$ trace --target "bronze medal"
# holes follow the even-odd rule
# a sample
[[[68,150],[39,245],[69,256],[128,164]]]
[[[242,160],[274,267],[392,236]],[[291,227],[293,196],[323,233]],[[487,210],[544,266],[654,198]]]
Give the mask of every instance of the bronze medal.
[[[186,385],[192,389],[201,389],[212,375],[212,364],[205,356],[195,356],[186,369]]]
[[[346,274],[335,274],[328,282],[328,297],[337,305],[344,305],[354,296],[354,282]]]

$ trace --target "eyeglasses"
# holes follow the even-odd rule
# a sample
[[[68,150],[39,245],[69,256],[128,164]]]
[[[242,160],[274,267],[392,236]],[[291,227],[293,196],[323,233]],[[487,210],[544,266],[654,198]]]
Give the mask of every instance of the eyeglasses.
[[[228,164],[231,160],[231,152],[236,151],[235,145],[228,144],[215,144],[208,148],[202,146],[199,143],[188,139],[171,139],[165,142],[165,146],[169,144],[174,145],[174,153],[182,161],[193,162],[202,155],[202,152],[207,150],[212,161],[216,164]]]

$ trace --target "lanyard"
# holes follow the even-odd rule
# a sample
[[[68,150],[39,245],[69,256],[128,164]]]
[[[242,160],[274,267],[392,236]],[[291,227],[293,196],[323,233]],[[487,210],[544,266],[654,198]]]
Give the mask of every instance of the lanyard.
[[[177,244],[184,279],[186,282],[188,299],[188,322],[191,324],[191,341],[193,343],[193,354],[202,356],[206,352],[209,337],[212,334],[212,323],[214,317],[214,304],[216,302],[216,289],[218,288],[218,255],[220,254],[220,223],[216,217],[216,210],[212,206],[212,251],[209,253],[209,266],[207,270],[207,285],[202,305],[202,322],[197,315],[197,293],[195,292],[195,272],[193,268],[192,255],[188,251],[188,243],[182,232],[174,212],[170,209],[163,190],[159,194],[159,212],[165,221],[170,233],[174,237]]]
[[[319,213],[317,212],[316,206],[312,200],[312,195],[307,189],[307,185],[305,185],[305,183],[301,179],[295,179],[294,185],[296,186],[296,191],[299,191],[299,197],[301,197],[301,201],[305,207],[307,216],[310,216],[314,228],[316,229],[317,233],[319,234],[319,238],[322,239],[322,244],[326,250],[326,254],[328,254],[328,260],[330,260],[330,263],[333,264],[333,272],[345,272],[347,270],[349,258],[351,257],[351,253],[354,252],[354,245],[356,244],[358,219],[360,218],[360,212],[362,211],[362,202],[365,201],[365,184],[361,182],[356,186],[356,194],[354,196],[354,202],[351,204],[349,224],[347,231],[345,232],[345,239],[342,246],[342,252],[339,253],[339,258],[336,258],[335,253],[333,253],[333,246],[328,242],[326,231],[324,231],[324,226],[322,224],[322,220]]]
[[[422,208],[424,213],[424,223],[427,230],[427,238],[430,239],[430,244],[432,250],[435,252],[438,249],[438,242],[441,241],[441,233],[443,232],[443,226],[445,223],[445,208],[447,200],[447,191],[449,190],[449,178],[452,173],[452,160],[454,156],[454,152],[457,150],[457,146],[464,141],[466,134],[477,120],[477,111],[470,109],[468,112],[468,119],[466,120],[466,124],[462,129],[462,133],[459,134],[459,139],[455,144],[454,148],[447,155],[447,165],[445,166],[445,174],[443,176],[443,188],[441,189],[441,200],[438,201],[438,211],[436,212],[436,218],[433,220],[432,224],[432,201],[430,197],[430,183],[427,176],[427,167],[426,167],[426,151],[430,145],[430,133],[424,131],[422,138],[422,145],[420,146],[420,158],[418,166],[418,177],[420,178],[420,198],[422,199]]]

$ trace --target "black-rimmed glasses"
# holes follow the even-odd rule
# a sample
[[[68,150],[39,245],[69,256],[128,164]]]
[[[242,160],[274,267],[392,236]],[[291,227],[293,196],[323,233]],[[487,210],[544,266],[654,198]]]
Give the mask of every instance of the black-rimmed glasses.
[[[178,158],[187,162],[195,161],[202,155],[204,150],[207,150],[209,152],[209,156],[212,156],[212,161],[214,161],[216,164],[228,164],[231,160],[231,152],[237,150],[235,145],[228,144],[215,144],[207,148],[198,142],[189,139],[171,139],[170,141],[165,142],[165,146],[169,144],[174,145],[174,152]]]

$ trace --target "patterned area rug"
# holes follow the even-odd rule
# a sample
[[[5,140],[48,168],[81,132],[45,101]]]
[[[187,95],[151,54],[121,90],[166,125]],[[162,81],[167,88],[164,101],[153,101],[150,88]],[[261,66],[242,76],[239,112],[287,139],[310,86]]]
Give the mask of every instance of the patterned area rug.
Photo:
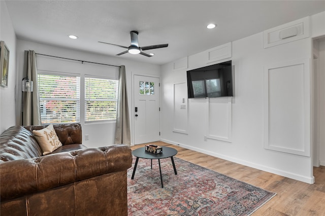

*YOUR INSTRUCTIONS*
Pull out each line from the rows above that contains the string "rimmed", and copy every such line in full.

*FULL SOLUTION*
$ trace --target "black-rimmed glasses"
Give the mask of every instance of the black-rimmed glasses.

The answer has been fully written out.